— START OF Excerpt to read —

# murray fleetline and schwinn cruiser info



## Mojo80 (Jan 10, 2013)

I went to purchase a schwinn pixie and the seller had 54 schwinn and 56 fleetline. I am not familiar with the fleetline but i think it looks amazing. The bike is all original, no rust and complete, except of course for the top piece of the light. I cant find anything on the value of this bike. We settled on $450 for both bikes. Is this a good deal? Any idea on the value? New here and will try to post pic. Thanks in advance for any information


----------



## militarymonark (Jan 10, 2013)

yes, The light is wrong on the schwinn so that shows me that its not a true original. Prob looking at  5-600. the other bike is worth every bit of 450.


----------



## Mojo80 (Jan 10, 2013)

— END OF Excerpt to read —
— START OF Recorded information —

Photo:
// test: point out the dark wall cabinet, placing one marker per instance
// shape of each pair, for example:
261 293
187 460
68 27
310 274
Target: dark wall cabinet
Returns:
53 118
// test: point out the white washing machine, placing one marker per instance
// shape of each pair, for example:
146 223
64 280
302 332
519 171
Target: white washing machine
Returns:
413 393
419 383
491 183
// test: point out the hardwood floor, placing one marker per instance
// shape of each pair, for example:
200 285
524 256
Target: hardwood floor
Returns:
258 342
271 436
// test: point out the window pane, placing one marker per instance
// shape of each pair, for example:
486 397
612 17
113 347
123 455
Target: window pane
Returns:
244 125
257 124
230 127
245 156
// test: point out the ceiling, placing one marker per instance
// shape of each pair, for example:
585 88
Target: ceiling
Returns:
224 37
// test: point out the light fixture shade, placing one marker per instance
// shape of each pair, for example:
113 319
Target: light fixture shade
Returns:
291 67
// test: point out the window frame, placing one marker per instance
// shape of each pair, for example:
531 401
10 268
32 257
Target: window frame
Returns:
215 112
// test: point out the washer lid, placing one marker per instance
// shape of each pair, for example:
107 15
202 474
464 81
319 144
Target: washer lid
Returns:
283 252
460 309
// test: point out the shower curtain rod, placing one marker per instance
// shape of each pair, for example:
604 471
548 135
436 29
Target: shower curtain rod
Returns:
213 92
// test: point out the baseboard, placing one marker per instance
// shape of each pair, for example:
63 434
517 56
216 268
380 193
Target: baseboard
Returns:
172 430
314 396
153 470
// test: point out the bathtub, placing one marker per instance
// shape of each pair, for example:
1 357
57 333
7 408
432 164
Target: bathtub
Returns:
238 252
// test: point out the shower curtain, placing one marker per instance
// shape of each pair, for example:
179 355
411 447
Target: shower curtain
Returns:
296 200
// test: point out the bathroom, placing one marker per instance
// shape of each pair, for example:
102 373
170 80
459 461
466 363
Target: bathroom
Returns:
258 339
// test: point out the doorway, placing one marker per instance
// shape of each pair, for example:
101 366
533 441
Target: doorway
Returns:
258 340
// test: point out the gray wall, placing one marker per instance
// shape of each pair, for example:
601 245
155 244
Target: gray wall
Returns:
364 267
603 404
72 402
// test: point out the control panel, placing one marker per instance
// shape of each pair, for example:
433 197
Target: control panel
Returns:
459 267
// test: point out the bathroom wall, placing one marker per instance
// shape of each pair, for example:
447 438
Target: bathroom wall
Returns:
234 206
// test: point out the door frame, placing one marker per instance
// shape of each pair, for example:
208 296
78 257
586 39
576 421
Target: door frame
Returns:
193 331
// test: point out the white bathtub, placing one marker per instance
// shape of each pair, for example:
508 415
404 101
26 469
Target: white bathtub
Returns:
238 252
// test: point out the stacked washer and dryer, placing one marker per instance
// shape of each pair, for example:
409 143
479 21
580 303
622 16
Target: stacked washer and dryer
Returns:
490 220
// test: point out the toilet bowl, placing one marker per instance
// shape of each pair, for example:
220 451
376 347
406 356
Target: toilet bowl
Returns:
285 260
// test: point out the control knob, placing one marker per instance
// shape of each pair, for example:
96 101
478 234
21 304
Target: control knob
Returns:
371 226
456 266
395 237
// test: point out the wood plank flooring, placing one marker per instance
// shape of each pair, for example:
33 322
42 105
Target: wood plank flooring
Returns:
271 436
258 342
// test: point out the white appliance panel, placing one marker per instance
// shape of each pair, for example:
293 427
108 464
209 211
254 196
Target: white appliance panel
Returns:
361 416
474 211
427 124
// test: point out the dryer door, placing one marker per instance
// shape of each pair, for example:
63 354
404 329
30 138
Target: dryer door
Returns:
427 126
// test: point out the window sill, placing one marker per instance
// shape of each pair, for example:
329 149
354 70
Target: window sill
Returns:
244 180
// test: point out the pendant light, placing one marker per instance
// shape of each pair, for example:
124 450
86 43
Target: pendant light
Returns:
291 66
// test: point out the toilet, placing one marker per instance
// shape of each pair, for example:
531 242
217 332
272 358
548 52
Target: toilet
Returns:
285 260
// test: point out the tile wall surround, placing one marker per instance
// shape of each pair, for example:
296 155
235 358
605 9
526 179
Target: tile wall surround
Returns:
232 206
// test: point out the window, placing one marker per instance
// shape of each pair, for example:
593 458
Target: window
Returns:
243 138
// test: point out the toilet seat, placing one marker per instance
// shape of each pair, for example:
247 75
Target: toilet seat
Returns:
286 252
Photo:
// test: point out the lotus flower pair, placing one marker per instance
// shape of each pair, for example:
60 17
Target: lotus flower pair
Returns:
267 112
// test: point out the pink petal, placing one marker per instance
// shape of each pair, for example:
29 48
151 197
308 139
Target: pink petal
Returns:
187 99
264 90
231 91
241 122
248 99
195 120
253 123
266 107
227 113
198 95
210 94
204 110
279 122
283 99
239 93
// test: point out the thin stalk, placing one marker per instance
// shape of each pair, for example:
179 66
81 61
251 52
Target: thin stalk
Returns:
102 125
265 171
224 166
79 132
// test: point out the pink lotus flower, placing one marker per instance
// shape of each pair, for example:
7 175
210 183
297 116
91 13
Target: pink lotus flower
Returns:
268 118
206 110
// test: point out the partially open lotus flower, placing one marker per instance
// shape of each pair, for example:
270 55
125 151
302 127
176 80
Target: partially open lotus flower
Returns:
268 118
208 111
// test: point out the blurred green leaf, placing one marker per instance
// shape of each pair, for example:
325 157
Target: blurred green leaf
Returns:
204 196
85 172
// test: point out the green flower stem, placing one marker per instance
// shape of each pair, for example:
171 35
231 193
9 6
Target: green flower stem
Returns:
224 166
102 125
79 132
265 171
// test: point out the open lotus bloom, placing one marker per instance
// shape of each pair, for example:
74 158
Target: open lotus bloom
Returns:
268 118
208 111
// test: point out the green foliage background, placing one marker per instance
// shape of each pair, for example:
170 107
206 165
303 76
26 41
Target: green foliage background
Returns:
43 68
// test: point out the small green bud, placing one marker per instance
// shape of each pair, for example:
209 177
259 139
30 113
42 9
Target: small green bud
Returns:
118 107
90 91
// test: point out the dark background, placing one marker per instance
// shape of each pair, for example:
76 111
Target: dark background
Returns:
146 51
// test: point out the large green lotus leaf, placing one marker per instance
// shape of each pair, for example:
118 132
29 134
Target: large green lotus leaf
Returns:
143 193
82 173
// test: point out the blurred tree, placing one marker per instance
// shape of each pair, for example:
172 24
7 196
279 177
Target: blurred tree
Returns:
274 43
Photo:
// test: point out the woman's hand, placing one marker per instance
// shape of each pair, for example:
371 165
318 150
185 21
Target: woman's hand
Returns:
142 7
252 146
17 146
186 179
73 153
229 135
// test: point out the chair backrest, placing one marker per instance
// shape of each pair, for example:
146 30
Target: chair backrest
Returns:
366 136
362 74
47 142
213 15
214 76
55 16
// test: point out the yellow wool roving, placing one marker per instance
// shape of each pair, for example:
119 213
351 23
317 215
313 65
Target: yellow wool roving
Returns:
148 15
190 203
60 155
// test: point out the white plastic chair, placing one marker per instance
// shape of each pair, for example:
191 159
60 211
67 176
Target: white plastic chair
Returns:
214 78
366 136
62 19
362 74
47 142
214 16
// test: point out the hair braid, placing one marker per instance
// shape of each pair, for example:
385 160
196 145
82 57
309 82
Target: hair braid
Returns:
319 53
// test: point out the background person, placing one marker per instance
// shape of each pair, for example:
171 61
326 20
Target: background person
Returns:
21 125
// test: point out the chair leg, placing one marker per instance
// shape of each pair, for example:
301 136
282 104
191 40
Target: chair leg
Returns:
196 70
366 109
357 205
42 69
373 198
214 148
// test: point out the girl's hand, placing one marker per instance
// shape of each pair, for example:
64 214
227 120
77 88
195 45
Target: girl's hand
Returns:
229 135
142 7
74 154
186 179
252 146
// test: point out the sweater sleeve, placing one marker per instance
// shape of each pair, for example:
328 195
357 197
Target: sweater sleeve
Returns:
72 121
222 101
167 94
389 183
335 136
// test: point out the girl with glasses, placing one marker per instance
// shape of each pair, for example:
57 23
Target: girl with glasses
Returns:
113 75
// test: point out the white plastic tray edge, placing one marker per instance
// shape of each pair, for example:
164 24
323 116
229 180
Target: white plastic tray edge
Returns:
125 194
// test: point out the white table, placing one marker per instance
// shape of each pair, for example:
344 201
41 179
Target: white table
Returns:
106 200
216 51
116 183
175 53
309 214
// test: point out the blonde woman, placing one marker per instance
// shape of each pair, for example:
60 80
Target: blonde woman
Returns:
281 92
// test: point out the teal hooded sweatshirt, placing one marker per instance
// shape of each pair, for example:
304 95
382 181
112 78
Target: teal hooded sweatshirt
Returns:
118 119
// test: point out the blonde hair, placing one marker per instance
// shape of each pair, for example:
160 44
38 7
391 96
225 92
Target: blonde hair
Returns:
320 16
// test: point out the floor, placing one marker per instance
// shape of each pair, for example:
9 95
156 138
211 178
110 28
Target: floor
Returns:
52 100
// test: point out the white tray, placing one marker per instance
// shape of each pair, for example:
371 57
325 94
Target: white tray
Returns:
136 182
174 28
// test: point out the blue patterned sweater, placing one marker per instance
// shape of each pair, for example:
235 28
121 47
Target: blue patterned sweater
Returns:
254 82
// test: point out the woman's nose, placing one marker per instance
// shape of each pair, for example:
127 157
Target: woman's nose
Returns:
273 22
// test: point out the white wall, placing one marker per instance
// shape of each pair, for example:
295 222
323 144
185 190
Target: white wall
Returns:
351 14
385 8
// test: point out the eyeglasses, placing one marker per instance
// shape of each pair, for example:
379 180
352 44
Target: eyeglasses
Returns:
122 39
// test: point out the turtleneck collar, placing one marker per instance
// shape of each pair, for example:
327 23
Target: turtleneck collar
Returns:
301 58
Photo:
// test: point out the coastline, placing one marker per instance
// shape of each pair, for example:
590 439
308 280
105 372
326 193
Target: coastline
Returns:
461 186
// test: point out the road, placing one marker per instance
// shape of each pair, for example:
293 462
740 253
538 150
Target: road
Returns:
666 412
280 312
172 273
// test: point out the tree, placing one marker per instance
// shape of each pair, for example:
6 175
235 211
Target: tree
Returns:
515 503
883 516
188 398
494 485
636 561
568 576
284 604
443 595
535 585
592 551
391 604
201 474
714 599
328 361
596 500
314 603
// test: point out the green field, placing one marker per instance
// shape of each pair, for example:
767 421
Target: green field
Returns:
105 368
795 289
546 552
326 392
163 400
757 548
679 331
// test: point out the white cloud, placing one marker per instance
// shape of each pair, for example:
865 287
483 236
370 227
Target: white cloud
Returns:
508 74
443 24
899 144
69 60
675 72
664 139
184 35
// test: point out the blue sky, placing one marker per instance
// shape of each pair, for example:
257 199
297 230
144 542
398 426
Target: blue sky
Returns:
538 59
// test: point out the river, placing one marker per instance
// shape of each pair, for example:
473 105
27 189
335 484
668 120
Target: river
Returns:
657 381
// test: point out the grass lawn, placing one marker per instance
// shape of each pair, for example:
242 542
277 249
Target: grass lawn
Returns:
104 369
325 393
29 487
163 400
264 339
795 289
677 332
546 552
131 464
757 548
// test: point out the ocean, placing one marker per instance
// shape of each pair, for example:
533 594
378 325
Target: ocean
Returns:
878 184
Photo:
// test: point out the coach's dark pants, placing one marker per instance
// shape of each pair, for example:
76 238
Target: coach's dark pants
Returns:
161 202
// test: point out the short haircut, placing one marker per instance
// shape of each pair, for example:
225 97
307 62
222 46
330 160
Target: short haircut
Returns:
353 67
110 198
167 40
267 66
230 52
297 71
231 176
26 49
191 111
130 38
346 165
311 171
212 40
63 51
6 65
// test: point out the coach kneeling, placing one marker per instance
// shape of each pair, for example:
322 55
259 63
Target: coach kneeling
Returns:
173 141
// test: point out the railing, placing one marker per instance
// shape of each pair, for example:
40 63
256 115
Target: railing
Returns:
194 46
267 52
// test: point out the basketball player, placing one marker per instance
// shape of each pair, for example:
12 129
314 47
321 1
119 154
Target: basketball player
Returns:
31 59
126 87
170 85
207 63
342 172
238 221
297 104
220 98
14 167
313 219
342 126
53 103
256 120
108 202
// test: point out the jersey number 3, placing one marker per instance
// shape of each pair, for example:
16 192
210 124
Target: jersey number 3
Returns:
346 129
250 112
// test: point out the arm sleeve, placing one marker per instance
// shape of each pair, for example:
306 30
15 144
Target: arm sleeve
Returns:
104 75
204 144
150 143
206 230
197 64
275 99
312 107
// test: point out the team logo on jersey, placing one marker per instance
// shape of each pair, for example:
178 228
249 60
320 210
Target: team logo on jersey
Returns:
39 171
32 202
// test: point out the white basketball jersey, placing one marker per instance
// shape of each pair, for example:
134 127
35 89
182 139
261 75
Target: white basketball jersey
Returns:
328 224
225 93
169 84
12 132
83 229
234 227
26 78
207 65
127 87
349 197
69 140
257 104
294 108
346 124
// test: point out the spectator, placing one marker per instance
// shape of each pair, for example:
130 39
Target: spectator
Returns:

— END OF Recorded information —

Set problem 1:
In the forum thread about the Murray Fleetline and Schwinn cruiser, what price did the buyer agree to pay for both bikes?
Set problem 2:
Duplicate the passage of the Fleetline and Schwinn thread from "yes, The light" up to and including "bit of 450.".

Exercise result 1:
$450

Exercise result 2:
yes, The light is wrong on the schwinn so that shows me that its not a true original. Prob looking at  5-600. the other bike is worth every bit of 450.